= What is being asked =
Could you copy every line of the data that contains the word "blurred"?

[Stored data]
* * *

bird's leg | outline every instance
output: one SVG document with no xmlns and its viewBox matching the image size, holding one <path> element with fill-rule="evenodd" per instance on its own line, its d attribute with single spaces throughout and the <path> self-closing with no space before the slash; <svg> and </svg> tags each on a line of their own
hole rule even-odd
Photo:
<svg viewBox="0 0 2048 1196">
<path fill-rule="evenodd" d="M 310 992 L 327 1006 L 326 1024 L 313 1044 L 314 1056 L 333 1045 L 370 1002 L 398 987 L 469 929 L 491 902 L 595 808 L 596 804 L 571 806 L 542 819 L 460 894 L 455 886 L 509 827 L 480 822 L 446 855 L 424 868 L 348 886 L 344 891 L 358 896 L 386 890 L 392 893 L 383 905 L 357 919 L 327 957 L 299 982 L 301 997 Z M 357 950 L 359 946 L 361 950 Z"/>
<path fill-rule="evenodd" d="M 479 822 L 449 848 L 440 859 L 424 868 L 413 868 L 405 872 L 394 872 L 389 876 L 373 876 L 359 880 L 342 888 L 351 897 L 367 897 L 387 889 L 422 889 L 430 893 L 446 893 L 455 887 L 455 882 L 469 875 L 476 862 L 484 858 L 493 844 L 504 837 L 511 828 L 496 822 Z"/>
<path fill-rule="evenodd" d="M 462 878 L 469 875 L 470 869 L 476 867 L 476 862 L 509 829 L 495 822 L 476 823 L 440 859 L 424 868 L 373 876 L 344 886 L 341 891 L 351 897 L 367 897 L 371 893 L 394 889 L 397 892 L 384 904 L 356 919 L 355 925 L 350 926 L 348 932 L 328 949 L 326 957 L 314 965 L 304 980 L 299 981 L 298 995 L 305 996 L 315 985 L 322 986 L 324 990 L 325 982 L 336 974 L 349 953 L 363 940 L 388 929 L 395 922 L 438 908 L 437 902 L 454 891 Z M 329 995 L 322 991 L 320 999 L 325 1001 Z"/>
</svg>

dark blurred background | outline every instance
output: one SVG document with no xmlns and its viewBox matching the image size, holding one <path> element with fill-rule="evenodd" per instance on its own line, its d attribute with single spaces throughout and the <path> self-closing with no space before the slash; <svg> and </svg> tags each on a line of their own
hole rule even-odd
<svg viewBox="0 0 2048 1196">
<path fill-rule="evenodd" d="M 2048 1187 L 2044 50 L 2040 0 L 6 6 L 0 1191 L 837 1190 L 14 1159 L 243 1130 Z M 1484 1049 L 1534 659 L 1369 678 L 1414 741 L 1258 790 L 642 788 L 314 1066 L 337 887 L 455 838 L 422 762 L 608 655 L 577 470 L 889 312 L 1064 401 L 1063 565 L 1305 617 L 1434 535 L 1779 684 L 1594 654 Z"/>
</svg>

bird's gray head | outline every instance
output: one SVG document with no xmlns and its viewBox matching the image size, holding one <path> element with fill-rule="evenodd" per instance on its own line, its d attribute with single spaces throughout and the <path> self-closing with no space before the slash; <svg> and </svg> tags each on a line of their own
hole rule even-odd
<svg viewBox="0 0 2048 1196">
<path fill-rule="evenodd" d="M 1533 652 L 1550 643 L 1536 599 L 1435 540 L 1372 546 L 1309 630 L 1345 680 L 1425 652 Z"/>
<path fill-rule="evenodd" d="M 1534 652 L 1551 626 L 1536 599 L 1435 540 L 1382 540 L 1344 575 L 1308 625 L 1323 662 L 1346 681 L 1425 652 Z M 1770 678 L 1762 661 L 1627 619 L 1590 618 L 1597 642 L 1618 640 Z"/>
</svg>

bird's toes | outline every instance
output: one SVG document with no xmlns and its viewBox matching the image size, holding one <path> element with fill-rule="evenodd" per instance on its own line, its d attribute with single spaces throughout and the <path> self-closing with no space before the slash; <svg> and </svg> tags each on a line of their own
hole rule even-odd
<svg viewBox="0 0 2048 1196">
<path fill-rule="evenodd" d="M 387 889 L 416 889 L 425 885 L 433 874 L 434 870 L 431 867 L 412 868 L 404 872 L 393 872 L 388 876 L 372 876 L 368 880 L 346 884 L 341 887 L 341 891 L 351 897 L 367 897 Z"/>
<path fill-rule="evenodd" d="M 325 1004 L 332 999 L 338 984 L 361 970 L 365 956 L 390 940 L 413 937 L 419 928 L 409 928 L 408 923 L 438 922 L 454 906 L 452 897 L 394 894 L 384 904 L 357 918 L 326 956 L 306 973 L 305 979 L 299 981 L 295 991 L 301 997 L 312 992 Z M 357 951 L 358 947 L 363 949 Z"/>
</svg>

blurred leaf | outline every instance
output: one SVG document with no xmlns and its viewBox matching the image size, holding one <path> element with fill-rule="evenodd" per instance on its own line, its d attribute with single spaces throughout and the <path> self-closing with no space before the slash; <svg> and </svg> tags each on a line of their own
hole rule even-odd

* * *

= Problem solution =
dark blurred background | outline every instance
blurred leaf | outline every instance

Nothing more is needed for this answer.